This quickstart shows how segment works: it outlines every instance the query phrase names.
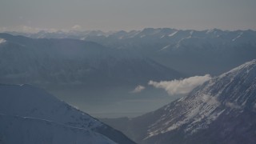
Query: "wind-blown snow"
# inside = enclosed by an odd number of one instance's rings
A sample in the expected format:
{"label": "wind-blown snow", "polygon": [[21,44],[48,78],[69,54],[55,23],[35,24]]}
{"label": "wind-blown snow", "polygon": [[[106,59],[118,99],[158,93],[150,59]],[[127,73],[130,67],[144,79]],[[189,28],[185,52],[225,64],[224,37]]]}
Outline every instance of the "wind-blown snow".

| WHAT IS BEING ASKED |
Present the records above as a numbered list of their lines, skipping any blank lines and leaving the pictures out.

| SOLUTION TO THE EXERCISE |
1. This quickstart shows how segment works: it outlines every instance the query phrase names.
2. Query: "wind-blown snow"
3. # inside = enclosed by an odd number of one instance's rings
4. A sample in the expected format:
5. {"label": "wind-blown snow", "polygon": [[21,44],[48,78],[69,54],[55,23],[35,24]]}
6. {"label": "wind-blown snow", "polygon": [[[106,59],[118,99],[158,93],[150,59]],[[127,73],[130,67],[144,79]],[[189,28],[185,52],[225,64],[224,37]]]}
7. Outline every instance of the "wind-blown snow".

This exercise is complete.